> [AIM]
What do the lines say from the one containing "Indicate every instance of the folding" to the end of the records? Restate them word for word, and only those.

Object location annotation data
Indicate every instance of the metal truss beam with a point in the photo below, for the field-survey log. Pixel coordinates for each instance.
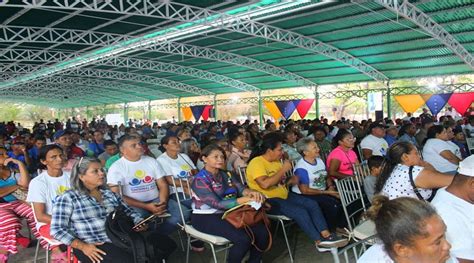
(116, 75)
(125, 90)
(230, 58)
(139, 91)
(127, 62)
(58, 36)
(173, 68)
(48, 92)
(204, 20)
(425, 22)
(64, 88)
(165, 47)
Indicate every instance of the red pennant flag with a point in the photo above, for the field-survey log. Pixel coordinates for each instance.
(461, 101)
(304, 106)
(206, 112)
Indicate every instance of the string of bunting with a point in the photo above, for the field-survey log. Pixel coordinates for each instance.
(436, 102)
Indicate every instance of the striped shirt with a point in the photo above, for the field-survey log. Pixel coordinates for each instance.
(80, 216)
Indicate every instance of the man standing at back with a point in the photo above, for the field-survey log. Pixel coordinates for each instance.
(455, 205)
(374, 143)
(142, 181)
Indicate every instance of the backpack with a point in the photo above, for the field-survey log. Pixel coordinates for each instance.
(118, 227)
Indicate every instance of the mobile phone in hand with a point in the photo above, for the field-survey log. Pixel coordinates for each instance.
(144, 222)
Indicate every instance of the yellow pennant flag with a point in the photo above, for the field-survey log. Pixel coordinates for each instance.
(187, 113)
(426, 97)
(410, 103)
(273, 109)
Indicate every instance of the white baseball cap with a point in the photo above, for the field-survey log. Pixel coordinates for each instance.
(466, 167)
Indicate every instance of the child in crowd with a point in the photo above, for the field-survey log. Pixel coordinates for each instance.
(375, 166)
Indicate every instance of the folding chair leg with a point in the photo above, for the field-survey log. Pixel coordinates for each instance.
(36, 251)
(286, 240)
(188, 248)
(213, 253)
(47, 254)
(180, 239)
(295, 243)
(335, 256)
(226, 252)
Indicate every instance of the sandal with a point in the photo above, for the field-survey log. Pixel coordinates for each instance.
(3, 258)
(59, 257)
(23, 241)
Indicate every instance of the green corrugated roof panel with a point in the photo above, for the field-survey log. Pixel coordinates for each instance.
(368, 31)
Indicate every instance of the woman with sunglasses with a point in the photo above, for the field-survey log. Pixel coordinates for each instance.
(44, 189)
(12, 208)
(341, 159)
(79, 217)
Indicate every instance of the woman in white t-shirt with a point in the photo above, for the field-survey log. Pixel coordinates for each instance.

> [THE ANSWER]
Indicate every instance of the folding chair leg with a point in the photo above, for the field-survey log. Pixel coordinates for each instance.
(36, 251)
(286, 240)
(188, 248)
(213, 253)
(47, 254)
(180, 239)
(295, 243)
(335, 256)
(226, 252)
Indicate every instance of the sandal with a point in the photo above, for the field-survey log. Pixel coordinates for each instance.
(3, 258)
(59, 257)
(23, 241)
Indicate every instance of the green corrugated roof panel with a point in the photo above, for the field-survey log. Pixel coordinates for each instance.
(368, 31)
Indicate every instance of the woman with sunglasses with a point in the photo above, for the field-survey log. Pixel coordinates for each instance.
(44, 189)
(12, 208)
(341, 159)
(79, 217)
Indicate every instance of the woman in white t-shirt with a point in the photo above, for the field-survey log. Pixel coordinates for each instance.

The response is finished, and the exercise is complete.